> [Document segment]:
(begin)

Id. at 572 n. 7, 112 S.Ct. 2130.

16

We stated our test for procedural standing in Douglas County v. Babbitt, 48 F.3d 1495 (9th Cir.1995), cert. denied, 516 U.S. 1042, 116 S.Ct. 698, 133 L.Ed.2d 655 (1996). To establish procedural standing, the plaintiff must show: (1) that it has been accorded a procedural right to protect its concrete interests, and (2) that it has a threatened concrete interest that is the ultimate basis of its standing. See id. at 1500-01 (citing Defenders of Wildlife, 504 U.S. at 572 n. 7 & 573 n. 8, 112 S.Ct. 2130). We require that the plaintiff establish the "reasonable probability" of the challenged action's threat to its concrete interest. Id. at 1501 n. 6.

17

In addition, a plaintiff who brings a statutory enforcement action under the Administrative Procedure Act ("APA"), 5 U.S.C. § 702, must meet its statutory requirements for standing. See Lujan v. National Wildlife Fed'n, 497 U.S. 871, 882-83, 110 S.Ct. 3177, 111 L.Ed.2d 695 (1990). The plaintiff must establish (1) that there has been final agency action adversely affecting the plaintiff, and (2) that, as a result, it suffers legal wrong or that its injury falls within the "zone of interests" of the statutory provision the plaintiff claims was violated. Id. (citing 5 U.S.C. § 702); see also Douglas County, 48 F.3d at 1499-1501; Friends of the Earth v. United States Navy, 841 F.2d 927, 932 (9th Cir.1988).

B. The County's and City's Standing

1. Plaintiffs' Procedural Right

[*~1075]18

In order to show its standing to bring a suit, a plaintiff must first establish that it has been accorded a procedural right to protect its threatened concrete interests. See Douglas County, 48 F.3d at 1500. County and City have shown that NEPA grants each of them the procedural right to protect their concrete interests in this case.

19

Section 4332(2)(C) of NEPA, which mandates an EIS on major federal actions which significantly affect the environment, grants "local agencies, which are authorized to develop and enforce environmental standards," the right to comment on the EIS. 42 U.S.C. § 4332(2)(C). County and City qualify as such local agencies through Nevada statutes which authorize them to prepare and adopt land management plans with environmental standards. See Nev.Rev.Stat. §§ 278.010-278.630. NEPA thus granted County and City, as local agencies empowered to adopt environmental land management plans, a procedural right to protect its land interests.

(end)

> [Exercise description]: Could you quote everything from "1. Plaintiffs' Procedural" down to "in this case." in the excerpt on procedural standing?

> [Provided data]:
(begin)

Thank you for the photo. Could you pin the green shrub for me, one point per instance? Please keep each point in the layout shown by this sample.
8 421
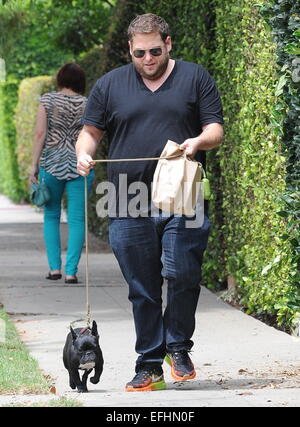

(end)

> [Exercise answer]:
1. Plaintiffs' Procedural Right

[*~1075]18

In order to show its standing to bring a suit, a plaintiff must first establish that it has been accorded a procedural right to protect its threatened concrete interests. See Douglas County, 48 F.3d at 1500. County and City have shown that NEPA grants each of them the procedural right to protect their concrete interests in this case.